:: Lines contained in a dataset ::
BEGIN

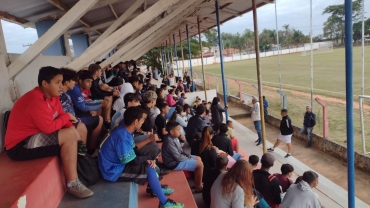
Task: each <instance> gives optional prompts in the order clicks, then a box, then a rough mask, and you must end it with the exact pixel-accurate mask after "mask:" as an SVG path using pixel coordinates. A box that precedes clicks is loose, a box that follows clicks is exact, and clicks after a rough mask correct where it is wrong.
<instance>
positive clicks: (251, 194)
mask: <svg viewBox="0 0 370 208" xmlns="http://www.w3.org/2000/svg"><path fill="white" fill-rule="evenodd" d="M252 170H253V169H252V167H251V165H250V164H249V163H248V162H247V161H245V160H239V161H237V162H236V163H235V164H234V166H233V167H232V168H231V169H230V170H229V171H228V172H223V173H221V174H220V175H219V176H218V178H217V179H216V181H215V182H214V183H213V185H212V188H211V206H210V207H211V208H230V207H231V208H244V207H246V208H252V207H253V206H254V205H256V203H258V202H257V198H256V197H255V196H254V195H253V193H252V191H253V189H252V188H253V179H252Z"/></svg>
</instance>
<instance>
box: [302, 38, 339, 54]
mask: <svg viewBox="0 0 370 208" xmlns="http://www.w3.org/2000/svg"><path fill="white" fill-rule="evenodd" d="M312 50H313V54H322V53H332V52H333V42H331V41H325V42H316V43H312ZM310 52H311V43H305V44H304V46H303V51H302V56H307V55H309V54H310Z"/></svg>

END

:: TASK REQUIREMENTS ::
Can you update the lines above by replacing "positive clicks" with "foreground clicks" and keeping everything else the same? Leave the pictures out of your answer.

:: ANSWER BOX ::
Task: each <instance> gives optional prompts in the order clicks, then a box, then a rough mask, and you must end it with the exact pixel-accurate mask after "mask:" as an SVG path using pixel coordinates. A box that precedes clicks is loose, a box that follows clicks is exact, and clicks after a rough mask correct where it is wrong.
<instance>
foreground clicks: (251, 194)
mask: <svg viewBox="0 0 370 208" xmlns="http://www.w3.org/2000/svg"><path fill="white" fill-rule="evenodd" d="M252 170H253V169H252V167H251V165H250V164H249V163H248V162H247V161H245V160H239V161H237V162H236V163H235V164H234V166H233V167H232V168H231V169H230V170H229V171H228V172H223V173H221V174H220V175H219V176H218V178H217V179H216V181H215V182H214V183H213V185H212V188H211V206H210V207H211V208H230V207H231V208H244V207H246V208H252V207H253V206H254V205H256V203H258V202H257V198H256V197H255V196H254V195H253V193H252V191H253V189H252V188H253V179H252Z"/></svg>
</instance>
<instance>
box: [302, 38, 339, 54]
mask: <svg viewBox="0 0 370 208" xmlns="http://www.w3.org/2000/svg"><path fill="white" fill-rule="evenodd" d="M312 50H313V54H322V53H332V52H333V42H331V41H325V42H316V43H312ZM310 52H311V43H305V44H304V46H303V51H302V56H307V55H309V54H310Z"/></svg>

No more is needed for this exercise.